▶ _Your goal_: Can you write out again every line from the line containing "Keypoint placement: for each instance of the double-arm" up to and including the last line, requests included, with each pixel coordinate in the answers shifted by -4?

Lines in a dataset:
┄┄┄┄┄┄┄┄┄┄┄┄┄┄┄┄┄┄┄┄

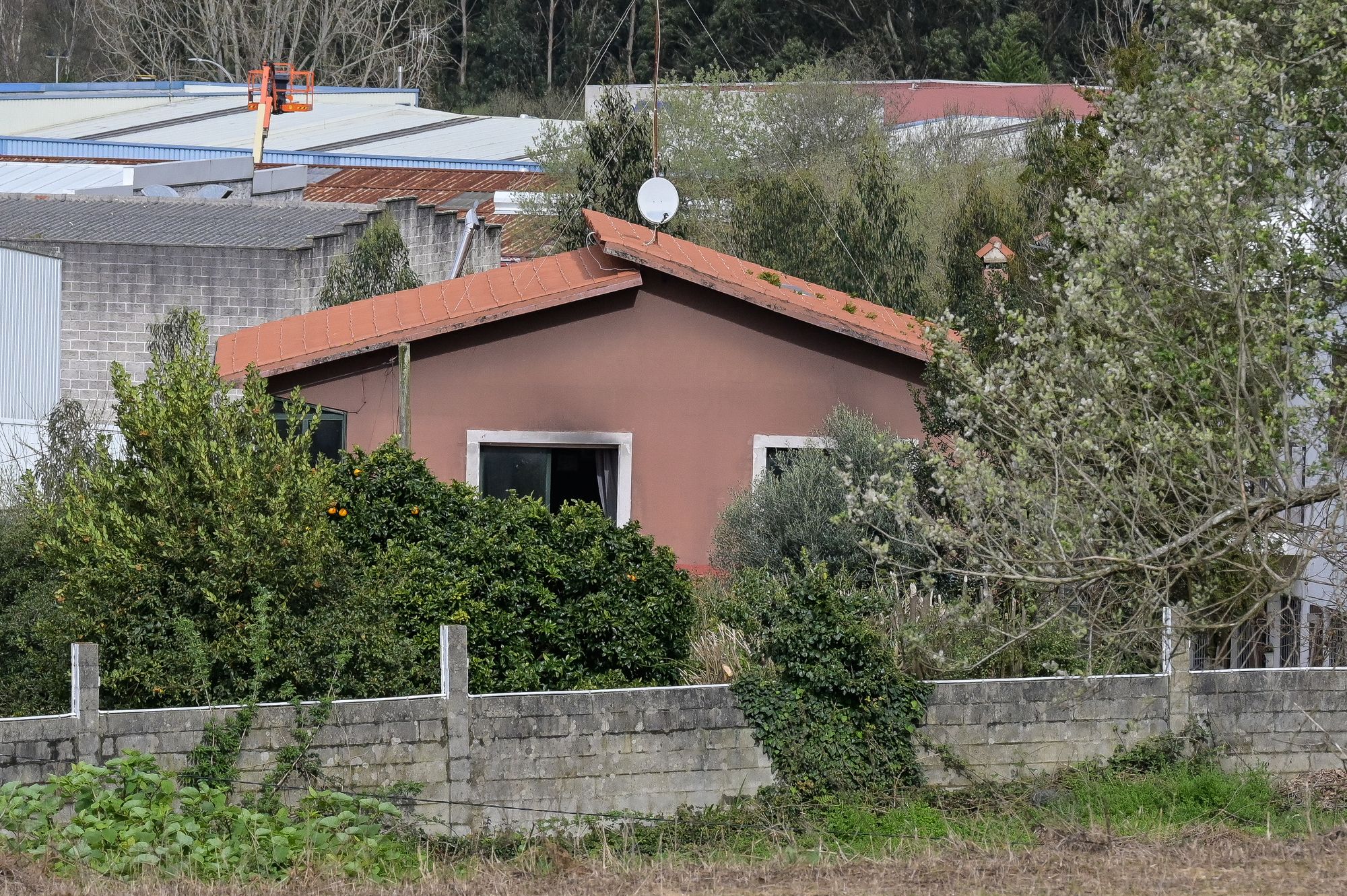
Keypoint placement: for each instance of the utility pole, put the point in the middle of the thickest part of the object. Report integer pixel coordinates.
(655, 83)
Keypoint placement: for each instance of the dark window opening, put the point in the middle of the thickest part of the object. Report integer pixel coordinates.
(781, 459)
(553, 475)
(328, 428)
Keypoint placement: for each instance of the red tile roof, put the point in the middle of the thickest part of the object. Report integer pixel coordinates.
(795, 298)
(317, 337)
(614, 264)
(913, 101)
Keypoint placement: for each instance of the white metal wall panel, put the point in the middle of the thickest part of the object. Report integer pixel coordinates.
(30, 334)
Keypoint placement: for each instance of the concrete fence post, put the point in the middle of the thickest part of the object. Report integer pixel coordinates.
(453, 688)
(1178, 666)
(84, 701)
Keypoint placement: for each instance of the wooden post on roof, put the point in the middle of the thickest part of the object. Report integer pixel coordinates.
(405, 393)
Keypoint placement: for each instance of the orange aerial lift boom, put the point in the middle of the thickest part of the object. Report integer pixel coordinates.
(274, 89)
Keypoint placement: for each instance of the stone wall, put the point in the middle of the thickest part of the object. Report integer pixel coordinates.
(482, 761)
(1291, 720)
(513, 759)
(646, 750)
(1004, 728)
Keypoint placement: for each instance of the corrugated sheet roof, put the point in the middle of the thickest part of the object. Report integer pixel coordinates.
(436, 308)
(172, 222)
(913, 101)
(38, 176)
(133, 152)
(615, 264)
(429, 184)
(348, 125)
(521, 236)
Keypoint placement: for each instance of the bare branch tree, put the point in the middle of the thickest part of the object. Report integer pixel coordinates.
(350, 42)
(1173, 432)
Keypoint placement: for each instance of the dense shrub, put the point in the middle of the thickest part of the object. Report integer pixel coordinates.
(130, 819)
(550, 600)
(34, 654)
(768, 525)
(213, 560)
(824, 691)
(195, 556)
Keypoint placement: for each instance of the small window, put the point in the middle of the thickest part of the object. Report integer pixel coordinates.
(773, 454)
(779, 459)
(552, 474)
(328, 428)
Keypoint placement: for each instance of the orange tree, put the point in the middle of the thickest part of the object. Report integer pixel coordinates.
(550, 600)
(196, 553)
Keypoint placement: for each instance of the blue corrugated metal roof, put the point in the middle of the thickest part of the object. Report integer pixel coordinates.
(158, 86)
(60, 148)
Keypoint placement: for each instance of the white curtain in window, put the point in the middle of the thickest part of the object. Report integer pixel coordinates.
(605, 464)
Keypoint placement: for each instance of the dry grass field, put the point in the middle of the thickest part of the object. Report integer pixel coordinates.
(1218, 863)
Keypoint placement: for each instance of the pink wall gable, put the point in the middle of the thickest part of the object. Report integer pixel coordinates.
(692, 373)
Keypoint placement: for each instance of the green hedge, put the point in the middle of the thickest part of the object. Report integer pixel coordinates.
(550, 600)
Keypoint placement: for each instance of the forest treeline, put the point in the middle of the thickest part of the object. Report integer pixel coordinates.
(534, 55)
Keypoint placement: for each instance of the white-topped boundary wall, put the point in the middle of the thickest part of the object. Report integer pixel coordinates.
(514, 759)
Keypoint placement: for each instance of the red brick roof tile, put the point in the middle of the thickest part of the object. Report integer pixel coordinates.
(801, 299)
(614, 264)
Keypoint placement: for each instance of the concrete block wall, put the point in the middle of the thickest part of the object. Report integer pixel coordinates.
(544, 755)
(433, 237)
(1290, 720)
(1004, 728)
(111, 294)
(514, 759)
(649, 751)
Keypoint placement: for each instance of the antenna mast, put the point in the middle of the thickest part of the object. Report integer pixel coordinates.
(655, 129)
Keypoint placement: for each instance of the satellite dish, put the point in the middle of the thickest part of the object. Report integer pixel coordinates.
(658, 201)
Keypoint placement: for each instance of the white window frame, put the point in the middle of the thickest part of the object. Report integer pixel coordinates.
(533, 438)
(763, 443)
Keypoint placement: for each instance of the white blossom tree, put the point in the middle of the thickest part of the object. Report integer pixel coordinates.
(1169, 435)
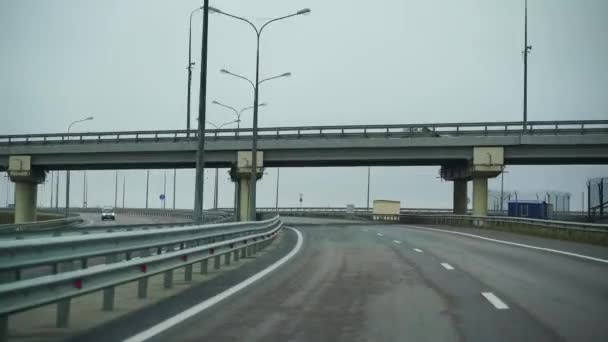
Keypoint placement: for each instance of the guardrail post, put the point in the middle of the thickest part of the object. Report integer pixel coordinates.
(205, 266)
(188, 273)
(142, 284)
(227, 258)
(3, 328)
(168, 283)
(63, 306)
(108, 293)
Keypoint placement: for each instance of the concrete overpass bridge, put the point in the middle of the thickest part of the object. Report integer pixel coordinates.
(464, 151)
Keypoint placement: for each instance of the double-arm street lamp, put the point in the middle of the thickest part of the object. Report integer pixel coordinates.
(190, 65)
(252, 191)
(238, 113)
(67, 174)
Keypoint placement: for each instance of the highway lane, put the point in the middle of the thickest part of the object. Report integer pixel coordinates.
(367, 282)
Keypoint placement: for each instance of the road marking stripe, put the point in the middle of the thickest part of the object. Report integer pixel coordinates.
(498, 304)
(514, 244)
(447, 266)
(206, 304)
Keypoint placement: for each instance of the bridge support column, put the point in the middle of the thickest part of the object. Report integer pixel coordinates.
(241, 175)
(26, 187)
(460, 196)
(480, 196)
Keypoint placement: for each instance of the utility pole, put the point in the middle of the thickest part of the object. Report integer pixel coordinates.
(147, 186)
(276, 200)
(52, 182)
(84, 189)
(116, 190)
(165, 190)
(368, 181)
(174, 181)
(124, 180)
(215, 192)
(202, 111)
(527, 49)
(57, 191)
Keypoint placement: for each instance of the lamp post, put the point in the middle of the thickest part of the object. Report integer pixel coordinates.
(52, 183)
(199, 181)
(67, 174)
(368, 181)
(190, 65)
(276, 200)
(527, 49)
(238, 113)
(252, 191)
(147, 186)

┄┄┄┄┄┄┄┄┄┄┄┄┄┄┄┄┄┄┄┄

▶ _Exercise result_:
Keypoint placement: for each instance of the double-arm street lamp, put the point in the middle of the thickest part of the object. Report integer pixel coordinates.
(186, 61)
(248, 187)
(234, 109)
(63, 170)
Keypoint placement: for each instance of the highway lane, put the point in the middle of the thickest part of the object. Report integer pixel coordinates.
(363, 278)
Keypoint placement: for each instance of the road marking stripe, put the point in the middle of the thickest part of the object. Report integer pixel coordinates.
(494, 300)
(510, 240)
(443, 262)
(202, 300)
Keypoint placement: for each instance of the bridge support column, put the point in the middle of the thickest part of the object. Report integer pixel coordinates.
(237, 171)
(22, 183)
(456, 192)
(476, 192)
Keypoint placement: for each instance of the utility pole, put the point in the middle of the thickest part of the object. Report integer pixel coordinates.
(143, 182)
(272, 196)
(48, 178)
(80, 185)
(112, 186)
(161, 186)
(364, 177)
(170, 177)
(120, 176)
(211, 188)
(198, 107)
(523, 45)
(53, 187)
Keypoint placement: for each instance of the lamp post, put the point in the middle of the thickest part of the object. Report integer pixel coordinates.
(48, 179)
(195, 177)
(63, 170)
(364, 177)
(186, 61)
(272, 196)
(523, 45)
(234, 109)
(248, 187)
(143, 182)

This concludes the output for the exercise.